Copy out the full listing exactly, omitting any picture it contains.

§

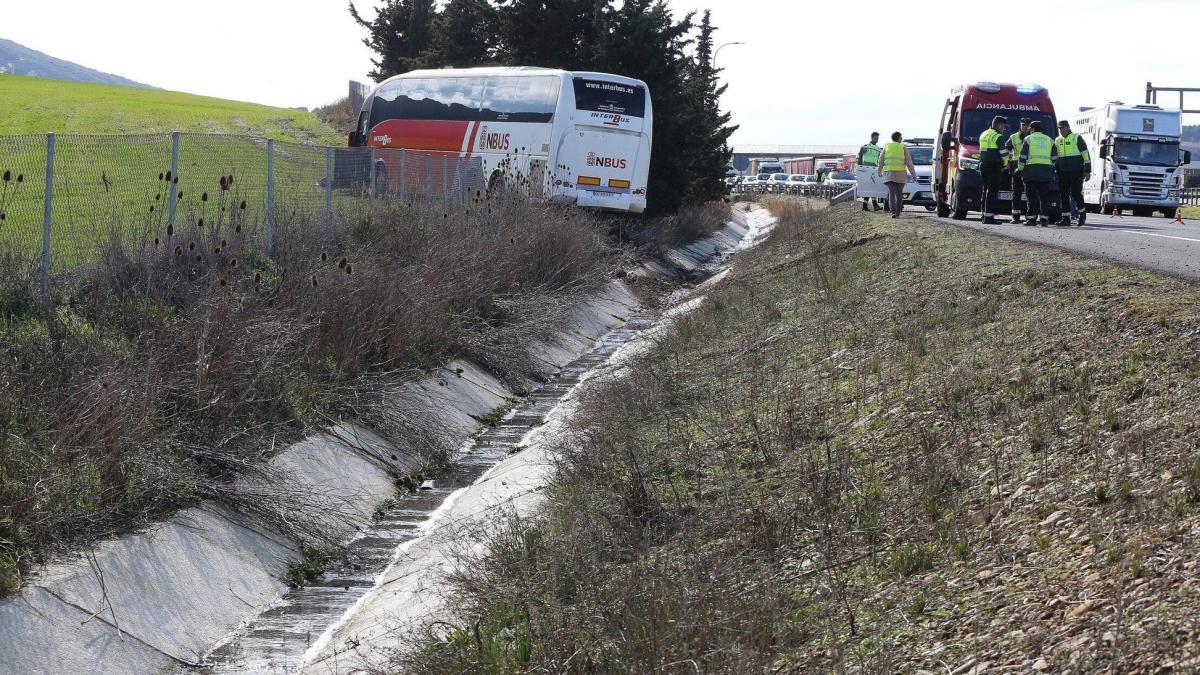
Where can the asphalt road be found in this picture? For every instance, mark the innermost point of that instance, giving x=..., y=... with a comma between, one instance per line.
x=1151, y=243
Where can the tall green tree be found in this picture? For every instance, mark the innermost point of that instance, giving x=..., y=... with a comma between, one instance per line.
x=465, y=35
x=712, y=129
x=642, y=39
x=402, y=34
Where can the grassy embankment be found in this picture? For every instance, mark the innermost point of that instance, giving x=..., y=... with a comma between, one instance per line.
x=879, y=446
x=115, y=180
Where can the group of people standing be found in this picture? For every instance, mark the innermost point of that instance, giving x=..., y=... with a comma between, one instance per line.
x=894, y=165
x=1032, y=159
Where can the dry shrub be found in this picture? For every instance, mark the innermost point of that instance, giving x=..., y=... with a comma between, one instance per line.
x=183, y=359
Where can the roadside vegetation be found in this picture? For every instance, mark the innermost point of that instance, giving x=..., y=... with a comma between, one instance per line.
x=877, y=446
x=185, y=359
x=31, y=105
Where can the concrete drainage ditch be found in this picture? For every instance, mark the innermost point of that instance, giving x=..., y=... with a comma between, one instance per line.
x=203, y=591
x=277, y=639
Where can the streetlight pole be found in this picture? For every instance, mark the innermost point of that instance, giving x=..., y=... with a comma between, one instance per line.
x=719, y=51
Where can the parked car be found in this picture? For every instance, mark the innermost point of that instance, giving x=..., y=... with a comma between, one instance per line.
x=778, y=183
x=841, y=179
x=797, y=181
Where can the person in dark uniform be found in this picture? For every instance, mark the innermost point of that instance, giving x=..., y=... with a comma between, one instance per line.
x=993, y=154
x=1074, y=167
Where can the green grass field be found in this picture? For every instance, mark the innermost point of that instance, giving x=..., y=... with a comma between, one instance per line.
x=114, y=145
x=30, y=105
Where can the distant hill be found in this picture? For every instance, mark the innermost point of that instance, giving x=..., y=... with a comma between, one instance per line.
x=30, y=105
x=17, y=59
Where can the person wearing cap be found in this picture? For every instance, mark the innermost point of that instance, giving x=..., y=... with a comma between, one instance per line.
x=895, y=167
x=1014, y=144
x=869, y=156
x=1074, y=167
x=1036, y=166
x=993, y=154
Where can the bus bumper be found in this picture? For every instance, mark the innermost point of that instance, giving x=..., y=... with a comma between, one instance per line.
x=611, y=201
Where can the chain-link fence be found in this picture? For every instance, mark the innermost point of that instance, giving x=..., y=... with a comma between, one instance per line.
x=64, y=197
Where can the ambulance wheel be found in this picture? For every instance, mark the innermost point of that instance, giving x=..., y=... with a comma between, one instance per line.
x=958, y=208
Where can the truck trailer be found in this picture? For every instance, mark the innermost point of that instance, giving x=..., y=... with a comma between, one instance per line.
x=1137, y=161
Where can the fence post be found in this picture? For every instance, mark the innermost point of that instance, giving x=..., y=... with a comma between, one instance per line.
x=270, y=193
x=371, y=178
x=47, y=208
x=173, y=184
x=329, y=185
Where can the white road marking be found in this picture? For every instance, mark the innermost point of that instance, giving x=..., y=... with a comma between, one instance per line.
x=1163, y=236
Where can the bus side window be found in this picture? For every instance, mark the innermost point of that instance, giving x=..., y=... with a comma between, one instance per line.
x=520, y=99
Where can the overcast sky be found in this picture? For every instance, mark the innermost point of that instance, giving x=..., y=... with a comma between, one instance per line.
x=817, y=71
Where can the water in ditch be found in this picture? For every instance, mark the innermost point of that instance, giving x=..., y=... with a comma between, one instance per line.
x=276, y=640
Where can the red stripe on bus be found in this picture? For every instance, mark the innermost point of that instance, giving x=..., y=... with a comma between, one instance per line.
x=474, y=133
x=420, y=135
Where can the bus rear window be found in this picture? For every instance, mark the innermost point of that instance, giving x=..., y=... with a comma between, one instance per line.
x=612, y=97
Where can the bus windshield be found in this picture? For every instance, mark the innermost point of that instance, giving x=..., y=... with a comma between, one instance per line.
x=976, y=121
x=1146, y=153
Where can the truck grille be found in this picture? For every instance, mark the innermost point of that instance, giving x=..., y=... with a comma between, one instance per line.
x=1149, y=185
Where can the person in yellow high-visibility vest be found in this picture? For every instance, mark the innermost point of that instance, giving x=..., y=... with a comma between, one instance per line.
x=1074, y=167
x=1015, y=142
x=869, y=156
x=993, y=155
x=1038, y=154
x=895, y=167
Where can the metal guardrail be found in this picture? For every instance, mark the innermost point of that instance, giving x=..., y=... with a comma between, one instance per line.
x=820, y=190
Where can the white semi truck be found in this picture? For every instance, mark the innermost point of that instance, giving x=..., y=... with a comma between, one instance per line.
x=1137, y=162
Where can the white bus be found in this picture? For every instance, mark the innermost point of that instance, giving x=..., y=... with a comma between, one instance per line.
x=581, y=137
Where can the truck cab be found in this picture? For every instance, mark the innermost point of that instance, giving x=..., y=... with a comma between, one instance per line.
x=969, y=111
x=1137, y=161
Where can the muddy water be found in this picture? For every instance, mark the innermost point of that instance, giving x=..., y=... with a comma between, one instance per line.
x=276, y=640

§

» **Output**
Where can the asphalt road be found in this picture? For every instance, mark the innermost point of that instance, giving x=..., y=... with a comma between, one instance per line.
x=1151, y=243
Where can the tall green tree be found in this picture? For every instance, mark the innermost point of that instance, giving x=..., y=... with a comma between, one instance per line.
x=465, y=35
x=712, y=129
x=642, y=39
x=402, y=34
Where can the grassy embankment be found in this picture? For every instance, mark the innermost point of that instance, giving x=..., y=... with a comma between, one instance per line.
x=879, y=446
x=115, y=180
Where can the group of people standing be found in this picture? For every instance, mark the innermost point of that instance, giving x=..., y=... with a comma between, one instance per line.
x=894, y=165
x=1032, y=159
Where can the dry shrub be found in this picture? For every instance, mark the innermost point of that instance, giving x=..., y=... with a comma between, one instance per line.
x=183, y=359
Where can the roadside vegetation be found in this picture? For every instance, mark the innermost point of that instance, giving x=..., y=... with a comma between, one instance per line.
x=877, y=446
x=185, y=359
x=31, y=105
Where can the concrete drainage ditch be found in this picture? For every instance, mark the innermost point of that instance, giving x=..., y=... with a comma between, one instance per line.
x=203, y=591
x=277, y=639
Where can the streetlight pole be found in this picture? For every instance, mark the innermost point of that instance, giving x=..., y=... with a comma between, one instance per line.
x=719, y=51
Where can the parked car be found in this picture? For every instance, mark the innermost point of that instance, giving x=..., y=... with a comma between, one instance per line.
x=778, y=183
x=841, y=179
x=797, y=181
Where can the person in dark uniform be found in this picture? For every instance, mark the innermost point of that instance, giving x=..., y=... with a comma between, one instance per line.
x=993, y=154
x=1074, y=167
Where can the green grass field be found in this picture? For every instance, mark the innermost point of that instance, giving x=..., y=... with a comma between, one instance per line.
x=114, y=145
x=30, y=105
Where can the distant hill be found in this picture? For every instance, mark the innermost point of that instance, giving x=..., y=... with a comma between, one instance per line.
x=30, y=105
x=17, y=59
Where can the person wearing cap be found in this picture? For every instance, mark the innermost point of that instance, giving x=..., y=... with a comma between, one instance per line.
x=895, y=167
x=1014, y=144
x=869, y=156
x=1074, y=167
x=1036, y=166
x=993, y=154
Where can the bus bumper be found in this picture? For every instance, mark the innermost point of that instance, giving x=..., y=... with a comma between, one instance per line.
x=611, y=201
Where can the chain-link fence be found in this picture? For every instance, mark the innermost point of that instance, giving x=..., y=... with a comma between, one instance per line.
x=64, y=197
Where can the ambulance wheel be found in this picture? For every instance, mark the innermost point of that instance, giving x=..., y=... with a comma between, one instance per line.
x=958, y=208
Where can the truck trailer be found in this picture? For every instance, mark the innermost point of that instance, giving x=..., y=... with a comma between, one instance per line.
x=1137, y=161
Where can the fence post be found in this picture? For every instance, mark the innermost point of that instance, giving x=..., y=... with a comma between, one instance per line.
x=270, y=193
x=371, y=178
x=47, y=208
x=173, y=184
x=329, y=185
Where can the white road marking be found in this picture? For every instance, mark the innermost point of that instance, giving x=..., y=... with a comma between, one instance per line.
x=1163, y=236
Where can the bus side window be found in this picture? For every instance, mark the innermost point of that instance, giving x=..., y=... with a comma between, one instance per line.
x=520, y=99
Where can the overcast sky be found in this picture? For every instance, mark the innermost point of that instance, giving x=..., y=... with a comma between, one instance per line.
x=817, y=71
Where can the water in ditch be found in this picture? For every instance, mark the innermost point of that instance, giving x=..., y=... with a comma between, one instance per line.
x=276, y=640
Where can the red stripe on bus be found in this picture? For every instance, mark the innermost point of that instance, giving x=..., y=... with a comma between, one instance per line.
x=474, y=133
x=420, y=135
Where can the bus rear window be found in this picture? For every instance, mark the innermost point of that instance, giving x=..., y=... with a comma between, one instance per line.
x=612, y=97
Where can the bus windshield be found in this picture? For every instance, mark the innermost point of that instance, giving x=..., y=... with a comma between, one instance per line.
x=976, y=121
x=1146, y=153
Where can the truck grille be found in this picture? For every instance, mark the innermost point of that instance, giving x=..., y=... with a comma between, one instance per line.
x=1149, y=185
Where can the person in yellow high-visibility vest be found in this picture? For every instance, mark the innermost point of that instance, giving x=..., y=... with a comma between, one instance per line.
x=1074, y=167
x=1015, y=142
x=869, y=156
x=993, y=155
x=1038, y=154
x=895, y=167
Where can the metal guardrail be found in this picture? For every instance, mark the innermost point of that instance, giving x=..., y=... with a comma between, one instance per line.
x=820, y=190
Where can the white semi truck be found in this picture? For every instance, mark the innermost point of that instance, giving x=..., y=... with a comma between, one instance per line.
x=1137, y=162
Where can the white bus be found in this picture? For every instance, mark the innermost point of that instance, giving x=..., y=... with a comma between, one instance per line.
x=581, y=137
Where can the truck cab be found in this picture? For every instance, mark the innermost point of that instance, giving x=..., y=... with a comma between, one instance per line.
x=969, y=111
x=1137, y=161
Where can the muddy water be found in this picture? For every instance, mark the innermost point of that instance, giving x=..., y=... with a comma between, one instance per line.
x=276, y=640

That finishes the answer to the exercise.